La vraie vie, la vie enfin découverte et éclaircie, la seule vie par conséquent réellement vécue, c'est la littérature.



samedi 25 mars 2023

À Gênes, de palais en palais

 

Le blog est à Gênes. Et il voit de bien belles choses.

Au XVIe et au XVIIe, Gênes est rivale de Venise. Les grandes familles aristocratiques se font construire des palais somptueux, dont plusieurs sont concentrés sur l’actuelle Via Garibaldi (ancienne Strada Nuova ou Via Aurea), légèrement éloignée du centre historique de l’époque. La noblesse constituait alors le gouvernement de la République de Gênes. Aujourd'hui, l'ensemble est classé à l'Unesco.


Aujourd’hui, nous nous contenterons de flâner et de poser le pied dans l’entrée de plusieurs de ces merveilles. En général, les portes sont ouvertes et l'on peut donc sans problème s'aventurer sur une courte distance, juste pour admirer.


Palazzo Giovan Battista Spinola Doria, toujours propriété de la famille Doria. L'entrée est sympa pour une maison de famille.


Le Palazzo Angelo Giovanni Spinola (aujourd'hui la Deutsche Bank). On doit pouvoir entrer en carrosse, c'est confort.




Le très beau Palazzo Nicolosio Lomellino ou Palazzo Podestà. Une belle façade...

* LIGNES DE DONNÉES
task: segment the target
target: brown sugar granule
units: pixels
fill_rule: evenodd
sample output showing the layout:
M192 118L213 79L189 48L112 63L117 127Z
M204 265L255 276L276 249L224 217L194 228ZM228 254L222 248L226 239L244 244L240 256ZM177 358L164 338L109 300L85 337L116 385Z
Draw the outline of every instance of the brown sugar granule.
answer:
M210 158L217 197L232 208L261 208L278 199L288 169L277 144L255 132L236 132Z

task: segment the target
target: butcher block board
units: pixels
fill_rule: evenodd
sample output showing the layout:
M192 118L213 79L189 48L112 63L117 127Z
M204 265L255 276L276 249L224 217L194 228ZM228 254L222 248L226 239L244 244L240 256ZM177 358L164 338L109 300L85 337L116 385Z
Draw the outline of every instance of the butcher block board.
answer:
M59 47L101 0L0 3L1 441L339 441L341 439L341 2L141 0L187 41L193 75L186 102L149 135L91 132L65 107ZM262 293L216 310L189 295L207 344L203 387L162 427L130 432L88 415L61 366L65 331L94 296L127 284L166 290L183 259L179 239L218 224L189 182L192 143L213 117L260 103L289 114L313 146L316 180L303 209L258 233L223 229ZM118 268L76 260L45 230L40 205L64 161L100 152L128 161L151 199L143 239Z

* SÉRIE DE TÂCHES
**a)** Recopiez, s'il vous plaît, l'extrait sur les palais de Gênes depuis « Au XVIe et au » jusqu'à « classé à l'Unesco. » inclus.
**b)** Selon l'extrait sur les palais de Gênes, à qui appartient toujours le Palazzo Giovan Battista Spinola Doria ?

* RÉPONSES PAR TÂCHE
**a)**
Au XVIe et au XVIIe, Gênes est rivale de Venise. Les grandes familles aristocratiques se font construire des palais somptueux, dont plusieurs sont concentrés sur l’actuelle Via Garibaldi (ancienne Strada Nuova ou Via Aurea), légèrement éloignée du centre historique de l’époque. La noblesse constituait alors le gouvernement de la République de Gênes. Aujourd'hui, l'ensemble est classé à l'Unesco.

**b)** À la famille Doria.